• [Text provided]:
For if that which is done away was glorious, much more that which remaineth is glorious

Thursday, 20 February 2014

Angelic Joys

Now that secondhand book selling has retreated out of shabby little shops in side streets and onto websites, one forgets the pleasure of a long browse and its serendipitous joys. Inevitably, something catches one's eye in a bookshop, because it is by Holy Luck on that particular shelf, which one would not have seen on Amazon - for Amazon does not have bookshelves, just empty "search" boxes that can only return what one has entered in them.

In the last two weeks I made a point of going to Charing Cross Road, then to the top notch Skoob shop near Russell Square, and some books fell into my lap that I have been thinking about with longing for years. Charles Williams' Many Dimensions, Centuries of Meditations by Thomas Traherne, Burke's Reflections on the Revolution in France, and Evelyn Waugh's biography of Campion all jumped out at me without me even looking for them.

• [Provided data]:
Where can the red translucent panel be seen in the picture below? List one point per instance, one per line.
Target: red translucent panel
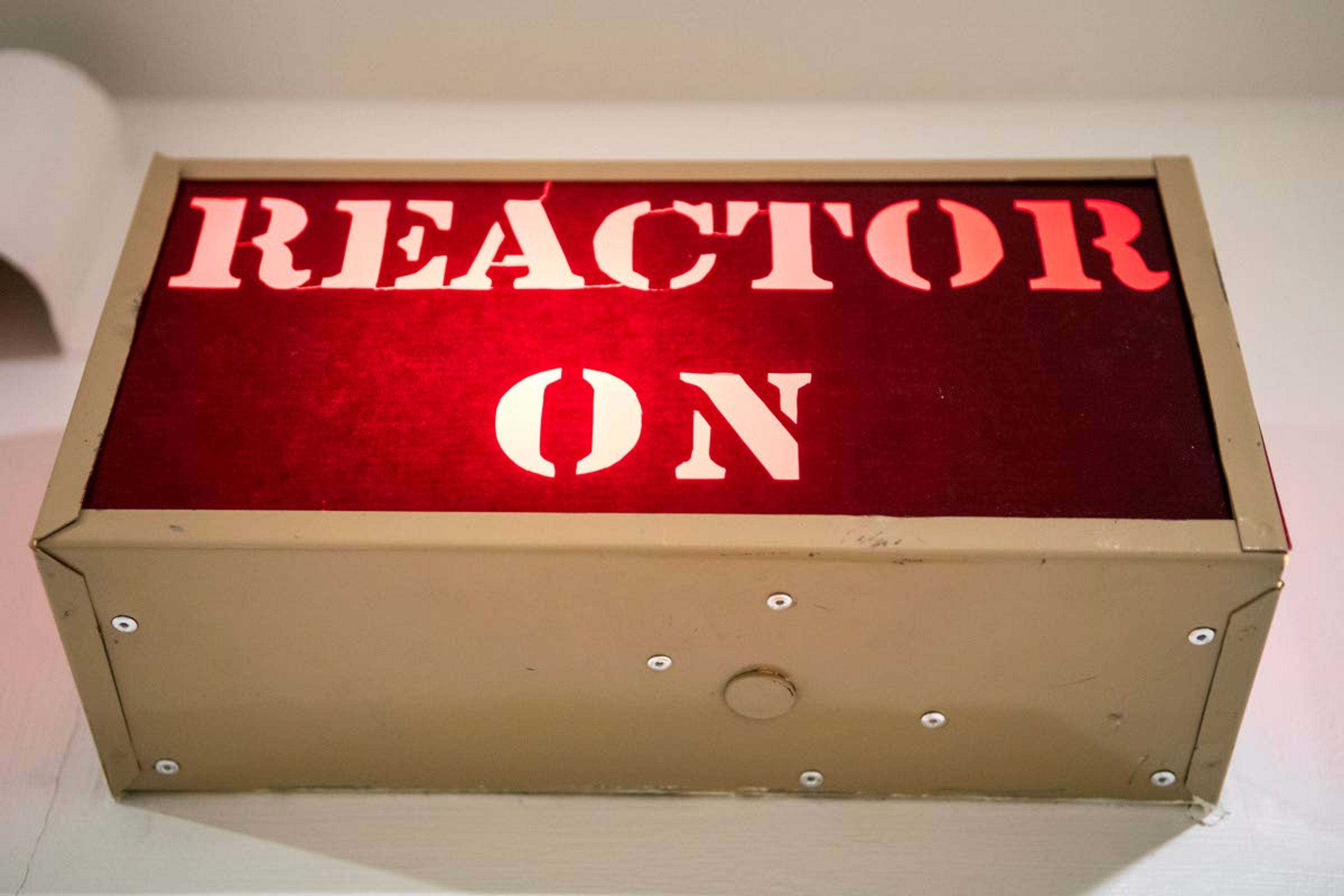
(939, 367)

• [What you need to do]:
1. Set down the part of the bookshop blog post that begins at the words "Angelic Joys" and stops after "looking for them.".
2. Carry the blog post on browsing secondhand bookshops further, starting after its last sentence.
The material has no connection to the blog post on browsing secondhand bookshops.

• [Task-by-task outputs]:
1.
Angelic Joys

Now that secondhand book selling has retreated out of shabby little shops in side streets and onto websites, one forgets the pleasure of a long browse and its serendipitous joys. Inevitably, something catches one's eye in a bookshop, because it is by Holy Luck on that particular shelf, which one would not have seen on Amazon - for Amazon does not have bookshelves, just empty "search" boxes that can only return what one has entered in them.

In the last two weeks I made a point of going to Charing Cross Road, then to the top notch Skoob shop near Russell Square, and some books fell into my lap that I have been thinking about with longing for years. Charles Williams' Many Dimensions, Centuries of Meditations by Thomas Traherne, Burke's Reflections on the Revolution in France, and Evelyn Waugh's biography of Campion all jumped out at me without me even looking for them.

2.
The last mentioned, Waugh's biography of the Jesuit martyr, is the one I picked to read first, and I note that Waugh thinks that Campion's leaving Douai was a great loss to the translation of the Bible that was proceeding there, the Douai-Rheims. He rates Campion as one of the great prose writers of his generation. Campion writes fondly of his time in the novice house in Moravia, of the shared life of prayer and manual labour,
How could I help taking fire at the remembrance of that house where there were so many burning souls - fiery of mind, fiery of body, fiery of word with the flame which God came upon earth to send, that it should burn there always? O dear walls, that once enclosed me in your company! Pleasant recreation room, where we talked so holily! Glorious kitchen, where the best of friends - John and Charles, the two Stephens, Sallitzi, Finnit and George, Tobias and Gaspar - fight for the pots in holy humility and charity unfeigned! How often do I picture it; one returning with his load from the farm; another from market; one sweating, sturdy and merry, under a sack of refuse, another toiling along on some other errand! Believe me, my dearest brethren, your dust and brooms, chaff and loads are beheld with joy by the angels.
Dust and brooms beheld with joy by the angels: I think a Pre-Raphaelite painter could have done something rather splendid with that image.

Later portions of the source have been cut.